Entries for labeling with bounding boxes
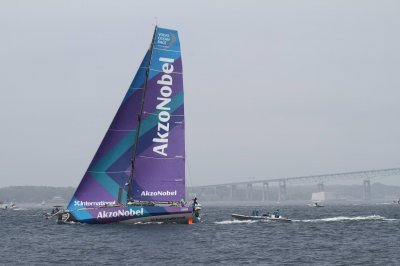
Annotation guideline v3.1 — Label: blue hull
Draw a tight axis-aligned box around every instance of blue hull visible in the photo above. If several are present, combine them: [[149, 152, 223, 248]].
[[58, 206, 193, 224]]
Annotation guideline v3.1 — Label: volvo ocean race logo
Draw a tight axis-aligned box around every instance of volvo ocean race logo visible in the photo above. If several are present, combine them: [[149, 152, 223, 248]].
[[153, 57, 174, 156], [140, 190, 177, 197], [156, 32, 176, 49], [97, 208, 144, 219], [74, 200, 117, 207]]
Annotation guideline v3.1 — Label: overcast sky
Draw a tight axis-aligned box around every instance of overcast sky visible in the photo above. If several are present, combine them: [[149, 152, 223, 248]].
[[0, 0, 400, 187]]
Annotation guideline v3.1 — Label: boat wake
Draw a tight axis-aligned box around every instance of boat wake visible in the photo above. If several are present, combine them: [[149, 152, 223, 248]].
[[214, 220, 259, 224], [293, 215, 400, 223]]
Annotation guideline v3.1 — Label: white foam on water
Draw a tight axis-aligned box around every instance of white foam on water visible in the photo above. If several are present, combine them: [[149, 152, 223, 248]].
[[214, 220, 257, 224], [293, 215, 400, 223]]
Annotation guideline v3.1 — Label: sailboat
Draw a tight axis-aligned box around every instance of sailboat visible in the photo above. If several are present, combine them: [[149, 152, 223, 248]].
[[58, 26, 201, 223]]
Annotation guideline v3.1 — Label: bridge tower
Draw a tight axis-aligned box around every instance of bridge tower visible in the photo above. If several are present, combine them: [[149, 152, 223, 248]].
[[262, 182, 269, 201], [364, 179, 371, 200], [246, 184, 253, 200], [278, 180, 286, 201], [229, 185, 236, 199]]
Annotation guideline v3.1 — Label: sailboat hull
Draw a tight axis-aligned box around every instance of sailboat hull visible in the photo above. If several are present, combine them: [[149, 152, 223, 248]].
[[58, 206, 192, 224]]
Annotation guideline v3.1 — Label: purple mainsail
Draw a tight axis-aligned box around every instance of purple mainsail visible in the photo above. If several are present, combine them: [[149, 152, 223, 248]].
[[132, 28, 185, 201], [67, 27, 185, 210], [67, 51, 150, 210]]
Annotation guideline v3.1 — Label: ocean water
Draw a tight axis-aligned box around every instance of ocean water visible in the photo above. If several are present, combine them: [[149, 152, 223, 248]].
[[0, 203, 400, 265]]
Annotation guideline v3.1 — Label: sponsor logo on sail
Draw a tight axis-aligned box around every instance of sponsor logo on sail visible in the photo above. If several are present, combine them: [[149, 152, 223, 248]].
[[97, 208, 144, 219], [74, 200, 117, 207], [140, 190, 178, 197], [153, 57, 174, 156]]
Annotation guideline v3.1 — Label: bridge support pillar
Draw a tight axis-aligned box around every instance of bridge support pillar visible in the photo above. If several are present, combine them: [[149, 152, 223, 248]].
[[229, 185, 236, 199], [278, 180, 286, 201], [317, 182, 325, 192], [364, 179, 371, 200], [263, 182, 269, 201], [246, 184, 253, 200]]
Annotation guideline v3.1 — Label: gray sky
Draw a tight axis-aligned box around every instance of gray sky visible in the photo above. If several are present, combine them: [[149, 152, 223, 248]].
[[0, 0, 400, 187]]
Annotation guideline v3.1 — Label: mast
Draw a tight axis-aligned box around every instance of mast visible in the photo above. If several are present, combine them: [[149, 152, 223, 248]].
[[127, 25, 157, 201]]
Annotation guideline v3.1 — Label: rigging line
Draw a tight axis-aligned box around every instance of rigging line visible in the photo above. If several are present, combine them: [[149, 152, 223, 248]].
[[185, 152, 193, 192]]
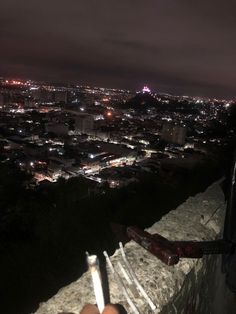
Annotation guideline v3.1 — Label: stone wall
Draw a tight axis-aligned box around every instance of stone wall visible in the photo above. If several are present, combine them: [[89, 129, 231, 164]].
[[36, 182, 232, 314]]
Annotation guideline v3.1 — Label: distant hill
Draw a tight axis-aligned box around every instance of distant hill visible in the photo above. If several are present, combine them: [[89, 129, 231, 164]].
[[121, 93, 162, 110], [119, 93, 200, 113]]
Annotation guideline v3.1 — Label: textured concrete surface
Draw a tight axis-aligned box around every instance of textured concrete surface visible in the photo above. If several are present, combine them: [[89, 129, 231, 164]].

■ Written task ■
Reproduce every line of the entries above word for word, omitting the pictures.

■ Exercise answer ■
Annotation guideline v3.1 — Label: blue hull
Draw a tight axis-aligned box around every instance of blue hull visible in the photo above. If several are present, combine them: [[149, 152, 223, 248]].
[[58, 206, 193, 224]]
Annotation guideline v3.1 — Label: volvo ocean race logo
Draw a tight axis-aligned box around every instance of volvo ocean race logo visible in the photo above. If several are present, combine them: [[149, 152, 223, 248]].
[[153, 57, 174, 156], [140, 190, 177, 197], [156, 32, 176, 49], [97, 208, 144, 219], [74, 200, 117, 207]]
Annotation guideline v3.1 — Label: overcast sky
Draw a tight axis-aligned box around every instance of overcast sky visible in the photo above. If several are present, combine them: [[149, 152, 223, 248]].
[[0, 0, 400, 187]]
Annotation guideline v3.1 — Label: boat wake
Draw a tight axis-aligned box around every instance of boat wake visible in the photo above. If several are present, combine them: [[149, 152, 223, 248]].
[[214, 220, 259, 224], [293, 215, 400, 223]]
Annotation guideline v3.1 — Label: white foam on water
Draw a tight axis-aligned box around every instance of white foam on water visible in the photo above. If several are present, combine them: [[149, 152, 223, 248]].
[[214, 220, 257, 224], [293, 215, 400, 223]]
Annotation guideline v3.1 — Label: sailboat
Draw a tight axis-aligned box around every instance of sailboat visible in the photo above. If several are present, combine them: [[149, 152, 223, 248]].
[[58, 26, 201, 223]]
Annotation guideline v3.1 — Label: bridge tower
Draw a tight axis-aligned box around every instance of bridge tower visible in the photo above. If several are present, combine them: [[149, 152, 223, 248]].
[[262, 182, 269, 201], [364, 179, 371, 200], [246, 184, 253, 200], [278, 180, 286, 201], [229, 185, 236, 199]]
Annotation guideline v3.1 — Label: sailboat hull
Draw a tight axis-aligned box around every instance of sailboat hull visible in the photo above. If several are present, combine them: [[149, 152, 223, 248]].
[[58, 206, 192, 224]]
Annotation guideline v3.1 — Label: purple mainsail
Draw a tight axis-aligned box around every instance of purple mainsail visible in the photo above. If several are present, combine them: [[149, 152, 223, 248]].
[[132, 28, 185, 201], [67, 27, 185, 210], [67, 51, 150, 210]]
Annotation guideline v3.1 — Label: ocean water
Draw a tight axis-aligned box around every instance of ocean water visible in the photo above. If several are present, combine them: [[149, 152, 223, 248]].
[[0, 203, 400, 265]]
Annotation guideline v3.1 — Label: sponsor logo on sail
Draw a tight axis-aligned box around every instance of sponsor logo on sail visible in the photo above. If several are present, combine them: [[149, 152, 223, 248]].
[[97, 208, 144, 219], [74, 200, 117, 207], [140, 190, 178, 197], [153, 57, 174, 156]]
Annotation guideline v3.1 — Label: bridge support pillar
Draw a tight axis-aligned box around every instance of bridge support pillar visible in the photo above. If several are present, combine them: [[149, 152, 223, 248]].
[[229, 185, 236, 199], [278, 180, 286, 201], [317, 182, 325, 192], [364, 179, 371, 200], [263, 182, 269, 201], [246, 184, 253, 200]]
Annotation guideline v3.1 — Label: gray sky
Draw a tight axis-aligned box around every instance of gray sky visible in the photo above. If several are present, combine them: [[149, 152, 223, 248]].
[[0, 0, 400, 187]]
Annotation guideline v3.1 — Label: mast
Draw a tight axis-aligned box around every instance of mast visible in the photo above. If several are present, combine them: [[149, 152, 223, 248]].
[[127, 25, 157, 201]]
Annotation guideline v3.1 — Label: rigging line
Draw a tight axis-aligned box around every instance of rigging line visible in the photo above. If several are present, combine them: [[149, 152, 223, 248]].
[[185, 152, 193, 192]]
Annotation guideline v3.1 — Label: stone wall
Draw a tight axis-aligned box around every instance of stone wall visible in the photo above. If several are present, combine them: [[89, 129, 231, 164]].
[[36, 182, 232, 314]]
Annotation guideline v3.1 — Label: distant hill
Draw a tight axis-aligned box around every instance of distant hill visible in the photo above. If several are present, combine them: [[89, 129, 231, 164]].
[[121, 93, 162, 110], [119, 93, 200, 113]]
Annotation guideline v3.1 — Label: textured concrete surface
Draw a tight axis-aligned box around every instance of textured concrete surface visible in the photo above. If several are present, combine them: [[89, 129, 231, 164]].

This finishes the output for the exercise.